Excerpts from segmentation records:
★ ★ ★ ★ ★ ★ ★
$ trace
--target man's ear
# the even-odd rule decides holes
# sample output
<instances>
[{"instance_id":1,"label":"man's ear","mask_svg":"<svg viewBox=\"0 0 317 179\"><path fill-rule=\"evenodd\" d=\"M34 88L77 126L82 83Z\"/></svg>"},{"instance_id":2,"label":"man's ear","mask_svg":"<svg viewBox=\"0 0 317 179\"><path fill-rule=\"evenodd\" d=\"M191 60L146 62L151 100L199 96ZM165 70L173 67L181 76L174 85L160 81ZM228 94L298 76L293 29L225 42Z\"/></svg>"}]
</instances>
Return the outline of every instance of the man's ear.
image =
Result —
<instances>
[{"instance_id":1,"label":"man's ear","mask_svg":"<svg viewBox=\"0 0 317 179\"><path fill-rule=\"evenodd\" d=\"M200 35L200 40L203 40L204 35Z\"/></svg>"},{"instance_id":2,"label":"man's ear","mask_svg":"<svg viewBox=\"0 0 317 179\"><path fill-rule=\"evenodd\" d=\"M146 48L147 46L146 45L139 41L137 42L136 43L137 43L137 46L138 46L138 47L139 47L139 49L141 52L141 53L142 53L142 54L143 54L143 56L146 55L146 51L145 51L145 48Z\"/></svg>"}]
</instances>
★ ★ ★ ★ ★ ★ ★
SHORT EXERCISE:
Put every line of the rows above into a Markdown table with the columns "Number" and "Line," numbering the lines in order and leaving out any blank lines.

THE RESULT:
| Number | Line |
|---|---|
| 1 | $ trace |
| 2 | --target man's ear |
| 3 | # the even-odd rule decides holes |
| 4 | # sample output |
| 5 | <instances> |
| 6 | [{"instance_id":1,"label":"man's ear","mask_svg":"<svg viewBox=\"0 0 317 179\"><path fill-rule=\"evenodd\" d=\"M34 88L77 126L82 83Z\"/></svg>"},{"instance_id":2,"label":"man's ear","mask_svg":"<svg viewBox=\"0 0 317 179\"><path fill-rule=\"evenodd\" d=\"M191 60L146 62L151 100L199 96ZM165 70L173 67L181 76L174 85L160 81ZM228 94L298 76L293 29L225 42Z\"/></svg>"}] |
| 7 | </instances> |
| 8 | Return the outline of every instance of the man's ear. |
| 9 | image = |
| 10 | Result — |
| 11 | <instances> |
| 12 | [{"instance_id":1,"label":"man's ear","mask_svg":"<svg viewBox=\"0 0 317 179\"><path fill-rule=\"evenodd\" d=\"M200 35L200 40L203 40L204 35Z\"/></svg>"},{"instance_id":2,"label":"man's ear","mask_svg":"<svg viewBox=\"0 0 317 179\"><path fill-rule=\"evenodd\" d=\"M146 48L147 46L146 45L139 41L137 42L136 43L137 43L137 46L138 46L138 47L139 47L139 49L141 52L141 53L142 53L142 54L143 54L143 56L146 55L146 51L145 51L145 48Z\"/></svg>"}] |
| 13 | </instances> |